Brief
Among the records that follow, find the line with "Give the mask of every instance of the black" and the line with "subject: clipboard". Set down those lines and all lines between them exactly, without adding anything.
────────────────
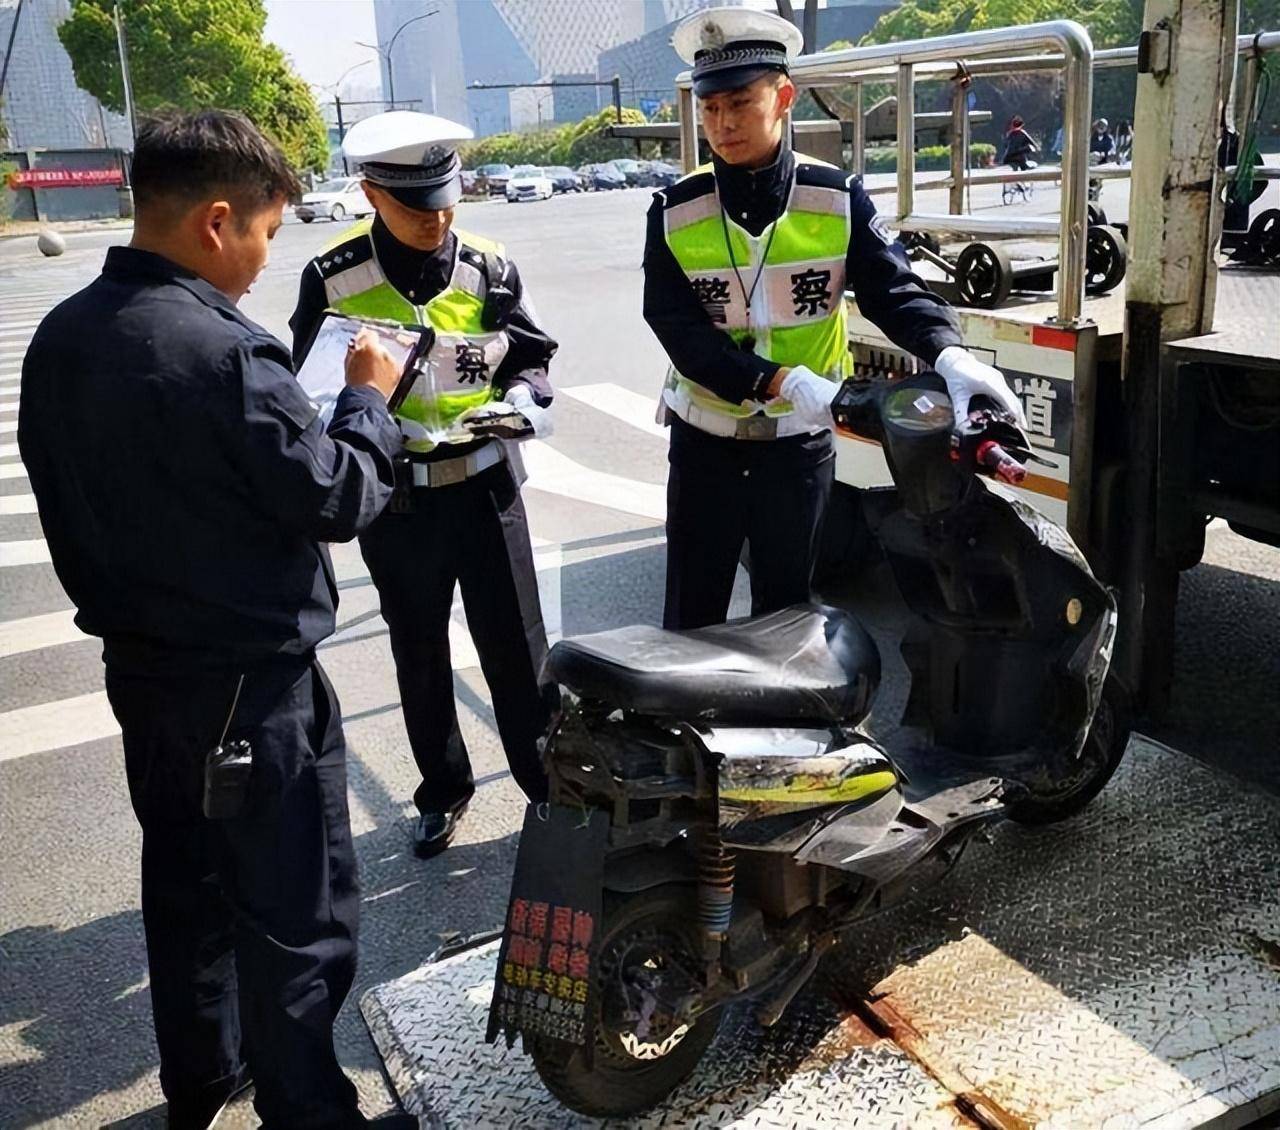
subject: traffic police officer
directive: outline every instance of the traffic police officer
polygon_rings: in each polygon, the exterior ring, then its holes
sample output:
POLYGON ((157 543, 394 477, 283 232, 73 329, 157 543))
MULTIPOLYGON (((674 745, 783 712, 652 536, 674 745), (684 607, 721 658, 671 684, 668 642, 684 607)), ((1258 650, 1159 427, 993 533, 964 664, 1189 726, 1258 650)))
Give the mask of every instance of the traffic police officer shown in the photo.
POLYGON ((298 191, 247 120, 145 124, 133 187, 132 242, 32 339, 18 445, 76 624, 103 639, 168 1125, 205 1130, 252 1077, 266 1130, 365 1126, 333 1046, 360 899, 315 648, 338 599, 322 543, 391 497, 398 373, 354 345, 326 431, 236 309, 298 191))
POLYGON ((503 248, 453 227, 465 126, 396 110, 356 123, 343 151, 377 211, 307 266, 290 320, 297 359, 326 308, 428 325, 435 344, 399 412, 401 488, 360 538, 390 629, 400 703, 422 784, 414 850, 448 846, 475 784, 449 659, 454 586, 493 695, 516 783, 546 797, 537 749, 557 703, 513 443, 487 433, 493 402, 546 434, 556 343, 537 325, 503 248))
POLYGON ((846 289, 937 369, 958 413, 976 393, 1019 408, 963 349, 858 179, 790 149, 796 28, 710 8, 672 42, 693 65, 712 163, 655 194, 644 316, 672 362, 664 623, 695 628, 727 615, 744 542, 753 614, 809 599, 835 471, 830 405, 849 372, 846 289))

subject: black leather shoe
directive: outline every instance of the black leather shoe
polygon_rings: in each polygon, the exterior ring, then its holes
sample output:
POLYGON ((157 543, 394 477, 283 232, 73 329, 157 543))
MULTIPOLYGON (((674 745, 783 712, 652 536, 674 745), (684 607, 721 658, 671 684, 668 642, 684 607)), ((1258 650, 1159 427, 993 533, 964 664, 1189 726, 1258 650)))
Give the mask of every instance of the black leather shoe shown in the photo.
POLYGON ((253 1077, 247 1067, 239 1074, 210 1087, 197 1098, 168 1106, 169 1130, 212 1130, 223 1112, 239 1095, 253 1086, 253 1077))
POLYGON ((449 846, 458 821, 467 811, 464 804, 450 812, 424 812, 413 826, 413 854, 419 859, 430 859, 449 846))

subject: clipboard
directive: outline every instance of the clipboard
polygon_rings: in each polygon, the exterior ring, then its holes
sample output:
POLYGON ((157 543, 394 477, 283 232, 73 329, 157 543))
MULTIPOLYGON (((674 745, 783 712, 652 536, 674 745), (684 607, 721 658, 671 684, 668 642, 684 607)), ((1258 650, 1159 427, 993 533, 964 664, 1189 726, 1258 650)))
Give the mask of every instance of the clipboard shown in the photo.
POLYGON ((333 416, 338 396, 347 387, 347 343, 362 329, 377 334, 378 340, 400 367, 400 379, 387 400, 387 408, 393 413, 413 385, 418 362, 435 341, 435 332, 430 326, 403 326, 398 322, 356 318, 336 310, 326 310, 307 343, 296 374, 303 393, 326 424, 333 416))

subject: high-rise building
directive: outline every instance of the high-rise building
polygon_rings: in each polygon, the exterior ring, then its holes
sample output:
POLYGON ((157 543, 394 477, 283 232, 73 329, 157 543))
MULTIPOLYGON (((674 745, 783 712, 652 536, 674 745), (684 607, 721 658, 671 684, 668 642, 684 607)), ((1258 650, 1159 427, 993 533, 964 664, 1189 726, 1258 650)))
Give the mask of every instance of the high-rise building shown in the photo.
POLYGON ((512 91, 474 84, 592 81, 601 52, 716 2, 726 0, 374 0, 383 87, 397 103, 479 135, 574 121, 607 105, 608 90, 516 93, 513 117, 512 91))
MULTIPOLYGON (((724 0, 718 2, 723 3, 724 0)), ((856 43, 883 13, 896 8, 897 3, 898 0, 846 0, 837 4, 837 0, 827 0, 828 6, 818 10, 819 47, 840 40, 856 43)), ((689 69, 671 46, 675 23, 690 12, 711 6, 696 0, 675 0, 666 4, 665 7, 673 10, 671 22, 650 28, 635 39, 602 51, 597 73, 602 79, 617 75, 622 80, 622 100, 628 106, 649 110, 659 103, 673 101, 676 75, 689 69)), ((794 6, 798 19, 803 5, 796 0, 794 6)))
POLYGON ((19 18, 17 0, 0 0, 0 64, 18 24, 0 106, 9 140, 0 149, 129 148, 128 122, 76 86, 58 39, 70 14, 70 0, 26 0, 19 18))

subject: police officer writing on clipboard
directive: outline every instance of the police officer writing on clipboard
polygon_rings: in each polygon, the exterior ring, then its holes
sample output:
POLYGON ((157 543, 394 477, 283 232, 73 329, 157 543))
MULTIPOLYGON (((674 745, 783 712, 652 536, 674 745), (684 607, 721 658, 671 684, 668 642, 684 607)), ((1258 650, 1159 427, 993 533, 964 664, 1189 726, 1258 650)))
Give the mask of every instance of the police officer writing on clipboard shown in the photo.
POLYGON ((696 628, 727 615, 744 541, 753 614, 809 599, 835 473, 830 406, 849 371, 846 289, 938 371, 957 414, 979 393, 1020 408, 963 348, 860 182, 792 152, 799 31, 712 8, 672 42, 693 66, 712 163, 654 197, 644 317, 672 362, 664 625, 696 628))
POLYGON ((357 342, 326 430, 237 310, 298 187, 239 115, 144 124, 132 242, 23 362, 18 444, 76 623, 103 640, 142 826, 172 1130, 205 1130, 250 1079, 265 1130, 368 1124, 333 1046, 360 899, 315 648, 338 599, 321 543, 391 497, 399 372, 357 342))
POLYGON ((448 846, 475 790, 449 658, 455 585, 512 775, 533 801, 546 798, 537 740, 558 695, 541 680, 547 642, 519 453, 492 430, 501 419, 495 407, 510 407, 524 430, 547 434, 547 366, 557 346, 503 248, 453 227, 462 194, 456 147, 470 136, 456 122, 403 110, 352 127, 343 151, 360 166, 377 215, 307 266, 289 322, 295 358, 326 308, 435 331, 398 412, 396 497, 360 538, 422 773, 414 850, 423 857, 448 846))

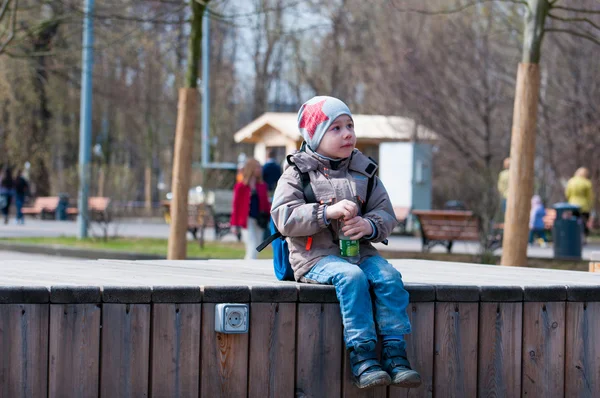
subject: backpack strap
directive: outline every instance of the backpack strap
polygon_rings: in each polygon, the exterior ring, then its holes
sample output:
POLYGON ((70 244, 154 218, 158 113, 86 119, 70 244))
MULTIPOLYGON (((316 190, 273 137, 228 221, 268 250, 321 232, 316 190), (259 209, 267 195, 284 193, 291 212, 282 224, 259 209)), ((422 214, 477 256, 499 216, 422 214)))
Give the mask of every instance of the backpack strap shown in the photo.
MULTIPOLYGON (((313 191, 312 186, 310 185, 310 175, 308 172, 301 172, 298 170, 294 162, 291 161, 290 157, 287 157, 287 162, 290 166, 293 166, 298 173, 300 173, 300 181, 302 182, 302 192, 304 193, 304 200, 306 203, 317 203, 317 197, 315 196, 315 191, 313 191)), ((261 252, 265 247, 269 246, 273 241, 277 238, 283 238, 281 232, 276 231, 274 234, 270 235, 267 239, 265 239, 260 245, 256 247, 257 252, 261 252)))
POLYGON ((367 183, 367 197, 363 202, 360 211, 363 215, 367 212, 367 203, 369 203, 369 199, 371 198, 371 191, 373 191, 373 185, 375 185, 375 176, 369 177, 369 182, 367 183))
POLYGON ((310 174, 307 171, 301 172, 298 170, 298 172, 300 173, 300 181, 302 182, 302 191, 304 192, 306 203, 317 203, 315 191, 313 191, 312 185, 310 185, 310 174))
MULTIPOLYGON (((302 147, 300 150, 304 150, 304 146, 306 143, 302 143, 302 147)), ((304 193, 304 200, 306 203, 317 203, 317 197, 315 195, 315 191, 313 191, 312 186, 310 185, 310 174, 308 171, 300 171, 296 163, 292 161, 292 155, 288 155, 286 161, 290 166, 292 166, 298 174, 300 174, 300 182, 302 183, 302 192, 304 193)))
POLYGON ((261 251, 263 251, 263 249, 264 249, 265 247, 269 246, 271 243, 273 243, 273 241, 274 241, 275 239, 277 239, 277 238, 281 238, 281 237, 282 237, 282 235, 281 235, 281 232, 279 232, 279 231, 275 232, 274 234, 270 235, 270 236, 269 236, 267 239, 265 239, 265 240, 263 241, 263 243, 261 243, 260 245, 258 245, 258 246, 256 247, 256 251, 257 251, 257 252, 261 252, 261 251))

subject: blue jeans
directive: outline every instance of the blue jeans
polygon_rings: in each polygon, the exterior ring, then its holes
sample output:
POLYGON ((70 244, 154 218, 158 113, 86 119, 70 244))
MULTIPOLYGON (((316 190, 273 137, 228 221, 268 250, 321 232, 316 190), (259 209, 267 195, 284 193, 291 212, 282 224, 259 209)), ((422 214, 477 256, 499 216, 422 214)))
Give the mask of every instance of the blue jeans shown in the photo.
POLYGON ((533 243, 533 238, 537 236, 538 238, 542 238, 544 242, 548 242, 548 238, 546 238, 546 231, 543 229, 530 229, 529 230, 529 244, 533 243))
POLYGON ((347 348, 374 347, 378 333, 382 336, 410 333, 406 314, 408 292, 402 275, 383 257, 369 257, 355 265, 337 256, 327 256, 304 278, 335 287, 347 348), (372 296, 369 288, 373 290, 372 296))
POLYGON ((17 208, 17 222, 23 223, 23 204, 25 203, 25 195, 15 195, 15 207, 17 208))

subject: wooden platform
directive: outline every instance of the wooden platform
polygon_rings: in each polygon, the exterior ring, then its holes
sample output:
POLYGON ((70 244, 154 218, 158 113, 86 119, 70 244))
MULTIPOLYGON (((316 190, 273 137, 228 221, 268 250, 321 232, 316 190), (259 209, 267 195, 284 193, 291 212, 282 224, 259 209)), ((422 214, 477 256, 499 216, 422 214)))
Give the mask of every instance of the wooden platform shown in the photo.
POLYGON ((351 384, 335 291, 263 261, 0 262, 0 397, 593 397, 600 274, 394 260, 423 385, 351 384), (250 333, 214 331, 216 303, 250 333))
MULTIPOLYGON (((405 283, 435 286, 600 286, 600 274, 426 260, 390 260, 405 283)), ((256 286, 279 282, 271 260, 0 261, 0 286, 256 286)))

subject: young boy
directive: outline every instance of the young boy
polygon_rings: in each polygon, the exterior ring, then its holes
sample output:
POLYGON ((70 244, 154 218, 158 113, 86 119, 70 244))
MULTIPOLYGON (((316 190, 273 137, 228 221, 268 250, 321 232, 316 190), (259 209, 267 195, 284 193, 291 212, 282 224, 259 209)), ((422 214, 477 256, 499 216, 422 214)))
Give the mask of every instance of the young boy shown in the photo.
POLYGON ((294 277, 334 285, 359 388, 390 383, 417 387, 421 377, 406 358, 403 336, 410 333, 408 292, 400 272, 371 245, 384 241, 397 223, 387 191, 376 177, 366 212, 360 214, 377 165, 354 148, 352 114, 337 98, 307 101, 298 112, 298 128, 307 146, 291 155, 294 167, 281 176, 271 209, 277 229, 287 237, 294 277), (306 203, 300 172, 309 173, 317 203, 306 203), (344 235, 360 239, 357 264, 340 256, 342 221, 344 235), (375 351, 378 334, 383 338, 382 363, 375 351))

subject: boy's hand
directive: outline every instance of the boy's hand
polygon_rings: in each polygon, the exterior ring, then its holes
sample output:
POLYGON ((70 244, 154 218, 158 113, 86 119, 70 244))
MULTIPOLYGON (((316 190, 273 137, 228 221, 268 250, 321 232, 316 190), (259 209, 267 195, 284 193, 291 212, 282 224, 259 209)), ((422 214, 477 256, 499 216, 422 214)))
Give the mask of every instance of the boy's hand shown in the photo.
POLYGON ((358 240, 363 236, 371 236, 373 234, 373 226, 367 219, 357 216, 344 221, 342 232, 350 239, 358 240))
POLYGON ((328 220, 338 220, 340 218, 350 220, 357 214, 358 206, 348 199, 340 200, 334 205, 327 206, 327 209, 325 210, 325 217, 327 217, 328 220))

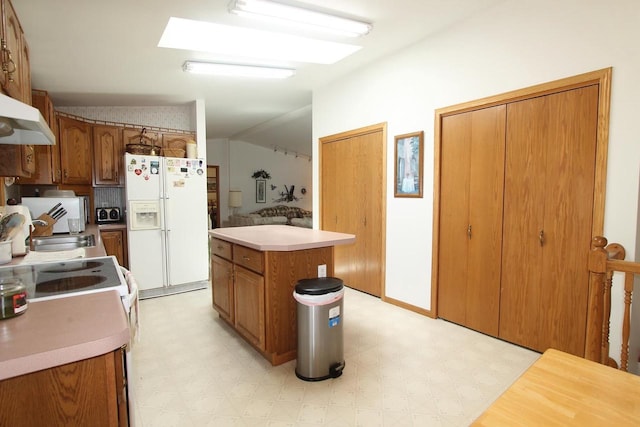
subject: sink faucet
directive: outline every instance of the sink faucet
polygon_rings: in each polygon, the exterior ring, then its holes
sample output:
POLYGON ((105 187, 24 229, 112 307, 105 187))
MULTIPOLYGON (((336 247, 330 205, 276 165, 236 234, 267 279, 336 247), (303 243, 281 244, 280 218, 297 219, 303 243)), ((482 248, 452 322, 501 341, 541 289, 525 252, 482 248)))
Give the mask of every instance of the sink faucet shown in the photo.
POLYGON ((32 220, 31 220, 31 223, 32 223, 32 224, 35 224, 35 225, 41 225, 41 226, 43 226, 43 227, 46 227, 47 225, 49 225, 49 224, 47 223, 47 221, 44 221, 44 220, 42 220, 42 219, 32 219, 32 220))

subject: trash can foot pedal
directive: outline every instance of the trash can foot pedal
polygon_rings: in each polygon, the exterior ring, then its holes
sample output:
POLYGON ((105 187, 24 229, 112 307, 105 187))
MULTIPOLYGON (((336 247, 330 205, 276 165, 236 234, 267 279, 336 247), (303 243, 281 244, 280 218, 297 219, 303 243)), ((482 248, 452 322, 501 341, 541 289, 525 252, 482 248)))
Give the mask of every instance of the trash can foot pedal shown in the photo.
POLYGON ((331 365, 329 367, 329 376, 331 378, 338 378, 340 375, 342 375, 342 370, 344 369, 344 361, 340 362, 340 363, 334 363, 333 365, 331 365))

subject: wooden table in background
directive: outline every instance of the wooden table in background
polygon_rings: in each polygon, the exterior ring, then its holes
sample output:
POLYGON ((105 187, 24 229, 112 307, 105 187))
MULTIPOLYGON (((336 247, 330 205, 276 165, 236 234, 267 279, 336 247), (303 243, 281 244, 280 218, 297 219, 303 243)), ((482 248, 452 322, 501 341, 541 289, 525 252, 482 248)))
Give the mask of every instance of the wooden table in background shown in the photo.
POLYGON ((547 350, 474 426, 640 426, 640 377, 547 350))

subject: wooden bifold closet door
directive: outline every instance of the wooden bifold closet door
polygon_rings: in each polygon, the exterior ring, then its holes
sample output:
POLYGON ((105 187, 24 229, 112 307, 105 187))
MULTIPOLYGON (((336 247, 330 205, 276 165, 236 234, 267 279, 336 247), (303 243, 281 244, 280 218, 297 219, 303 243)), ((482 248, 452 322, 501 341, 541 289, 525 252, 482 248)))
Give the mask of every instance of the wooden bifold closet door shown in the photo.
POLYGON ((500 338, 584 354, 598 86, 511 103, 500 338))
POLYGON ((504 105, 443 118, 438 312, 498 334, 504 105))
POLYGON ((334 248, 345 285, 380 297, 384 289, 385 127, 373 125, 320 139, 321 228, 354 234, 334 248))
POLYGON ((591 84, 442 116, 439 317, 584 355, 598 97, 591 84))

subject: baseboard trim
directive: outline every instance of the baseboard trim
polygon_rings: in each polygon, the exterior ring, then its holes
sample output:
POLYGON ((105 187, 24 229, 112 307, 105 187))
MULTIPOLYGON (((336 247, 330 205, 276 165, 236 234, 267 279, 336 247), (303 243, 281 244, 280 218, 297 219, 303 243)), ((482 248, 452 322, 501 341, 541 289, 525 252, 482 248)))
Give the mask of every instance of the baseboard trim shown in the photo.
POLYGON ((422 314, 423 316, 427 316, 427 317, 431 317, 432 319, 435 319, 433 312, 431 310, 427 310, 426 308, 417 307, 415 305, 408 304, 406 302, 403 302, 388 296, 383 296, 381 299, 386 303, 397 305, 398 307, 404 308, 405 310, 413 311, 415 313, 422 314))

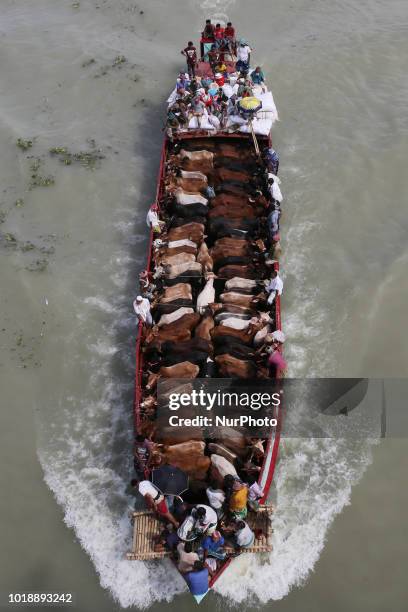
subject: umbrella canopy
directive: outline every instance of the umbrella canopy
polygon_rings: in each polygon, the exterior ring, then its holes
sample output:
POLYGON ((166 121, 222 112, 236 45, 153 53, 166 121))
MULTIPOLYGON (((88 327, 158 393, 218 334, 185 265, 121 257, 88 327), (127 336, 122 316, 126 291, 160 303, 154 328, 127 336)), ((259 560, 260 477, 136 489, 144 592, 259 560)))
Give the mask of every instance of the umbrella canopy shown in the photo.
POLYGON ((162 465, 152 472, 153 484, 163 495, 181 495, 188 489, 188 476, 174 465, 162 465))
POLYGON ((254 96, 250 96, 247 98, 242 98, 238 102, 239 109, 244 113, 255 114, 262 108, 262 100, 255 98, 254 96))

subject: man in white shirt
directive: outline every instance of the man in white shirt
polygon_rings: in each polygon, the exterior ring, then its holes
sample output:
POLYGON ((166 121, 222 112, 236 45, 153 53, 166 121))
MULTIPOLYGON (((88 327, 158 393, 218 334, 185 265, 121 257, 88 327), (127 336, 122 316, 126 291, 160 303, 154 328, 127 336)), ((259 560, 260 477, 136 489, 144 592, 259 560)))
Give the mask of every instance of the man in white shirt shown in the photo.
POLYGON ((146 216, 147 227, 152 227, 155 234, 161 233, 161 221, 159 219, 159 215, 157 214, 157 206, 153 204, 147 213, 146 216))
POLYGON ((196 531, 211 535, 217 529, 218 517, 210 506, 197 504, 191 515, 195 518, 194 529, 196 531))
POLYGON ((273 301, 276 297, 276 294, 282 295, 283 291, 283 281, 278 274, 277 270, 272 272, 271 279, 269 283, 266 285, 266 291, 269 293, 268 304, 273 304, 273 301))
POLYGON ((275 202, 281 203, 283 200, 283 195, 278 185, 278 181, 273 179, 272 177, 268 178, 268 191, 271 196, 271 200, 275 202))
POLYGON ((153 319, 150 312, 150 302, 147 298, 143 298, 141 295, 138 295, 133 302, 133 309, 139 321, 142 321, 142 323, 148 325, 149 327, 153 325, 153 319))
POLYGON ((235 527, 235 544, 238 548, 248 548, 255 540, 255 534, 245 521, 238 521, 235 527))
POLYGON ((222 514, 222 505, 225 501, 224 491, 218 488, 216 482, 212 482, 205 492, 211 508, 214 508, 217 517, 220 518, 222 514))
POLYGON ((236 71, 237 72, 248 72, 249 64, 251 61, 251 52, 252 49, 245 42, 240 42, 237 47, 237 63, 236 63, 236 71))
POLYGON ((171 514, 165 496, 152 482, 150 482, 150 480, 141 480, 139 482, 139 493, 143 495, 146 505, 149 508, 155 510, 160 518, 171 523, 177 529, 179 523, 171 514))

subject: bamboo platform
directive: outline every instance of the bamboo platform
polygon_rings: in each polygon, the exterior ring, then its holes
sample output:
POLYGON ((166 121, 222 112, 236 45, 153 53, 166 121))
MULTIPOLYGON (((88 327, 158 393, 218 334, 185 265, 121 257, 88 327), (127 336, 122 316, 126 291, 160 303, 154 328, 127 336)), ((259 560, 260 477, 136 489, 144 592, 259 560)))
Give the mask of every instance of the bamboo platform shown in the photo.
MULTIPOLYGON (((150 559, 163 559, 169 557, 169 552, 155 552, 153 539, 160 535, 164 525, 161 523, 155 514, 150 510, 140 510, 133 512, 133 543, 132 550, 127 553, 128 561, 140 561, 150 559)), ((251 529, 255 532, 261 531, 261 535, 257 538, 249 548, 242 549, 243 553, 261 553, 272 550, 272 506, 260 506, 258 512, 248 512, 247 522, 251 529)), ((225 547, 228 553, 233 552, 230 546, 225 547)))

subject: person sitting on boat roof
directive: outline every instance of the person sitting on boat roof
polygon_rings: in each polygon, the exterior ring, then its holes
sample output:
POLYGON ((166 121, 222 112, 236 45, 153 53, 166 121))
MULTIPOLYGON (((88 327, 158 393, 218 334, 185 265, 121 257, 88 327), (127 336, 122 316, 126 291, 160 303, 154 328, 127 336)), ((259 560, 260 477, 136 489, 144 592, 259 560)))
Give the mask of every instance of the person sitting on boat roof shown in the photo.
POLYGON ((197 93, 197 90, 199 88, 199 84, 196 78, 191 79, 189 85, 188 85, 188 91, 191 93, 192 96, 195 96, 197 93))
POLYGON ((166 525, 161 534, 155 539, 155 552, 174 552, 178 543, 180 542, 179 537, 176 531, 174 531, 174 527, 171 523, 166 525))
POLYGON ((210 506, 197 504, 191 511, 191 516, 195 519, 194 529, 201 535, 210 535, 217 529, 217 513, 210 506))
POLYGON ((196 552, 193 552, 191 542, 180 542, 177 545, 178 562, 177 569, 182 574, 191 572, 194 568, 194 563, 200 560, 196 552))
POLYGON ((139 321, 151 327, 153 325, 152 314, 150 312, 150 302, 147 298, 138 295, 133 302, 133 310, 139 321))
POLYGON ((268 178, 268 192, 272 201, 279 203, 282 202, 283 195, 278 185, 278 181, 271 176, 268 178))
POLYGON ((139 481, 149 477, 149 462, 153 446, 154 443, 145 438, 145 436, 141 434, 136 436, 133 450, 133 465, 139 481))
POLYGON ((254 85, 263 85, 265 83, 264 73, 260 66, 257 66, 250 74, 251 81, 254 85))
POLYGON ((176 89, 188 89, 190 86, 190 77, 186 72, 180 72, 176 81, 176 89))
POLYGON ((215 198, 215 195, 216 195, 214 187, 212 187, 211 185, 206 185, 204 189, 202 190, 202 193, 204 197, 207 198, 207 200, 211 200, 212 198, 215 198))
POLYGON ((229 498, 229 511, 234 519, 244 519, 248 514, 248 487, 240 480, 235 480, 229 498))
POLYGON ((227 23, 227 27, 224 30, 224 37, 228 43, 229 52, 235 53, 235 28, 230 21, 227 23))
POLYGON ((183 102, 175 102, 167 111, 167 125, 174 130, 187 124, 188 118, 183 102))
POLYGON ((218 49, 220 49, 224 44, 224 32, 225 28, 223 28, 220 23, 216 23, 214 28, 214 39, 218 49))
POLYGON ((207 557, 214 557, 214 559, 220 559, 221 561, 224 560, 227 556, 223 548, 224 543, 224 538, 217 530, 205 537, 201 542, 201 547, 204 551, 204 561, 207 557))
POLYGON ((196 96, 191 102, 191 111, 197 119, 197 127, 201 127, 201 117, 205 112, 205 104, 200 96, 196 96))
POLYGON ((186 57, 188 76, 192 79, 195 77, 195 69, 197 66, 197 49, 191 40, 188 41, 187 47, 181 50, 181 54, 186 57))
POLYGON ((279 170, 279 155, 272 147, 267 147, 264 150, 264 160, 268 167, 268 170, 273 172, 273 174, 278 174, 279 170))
────────────────
Written solution
Give the mask of every instance of the black leather shoe shown in the photo.
POLYGON ((253 1077, 247 1067, 239 1074, 210 1087, 197 1098, 168 1106, 169 1130, 212 1130, 223 1112, 239 1095, 253 1086, 253 1077))
POLYGON ((449 846, 458 821, 467 811, 464 804, 450 812, 424 812, 413 826, 413 854, 419 859, 430 859, 449 846))

subject: clipboard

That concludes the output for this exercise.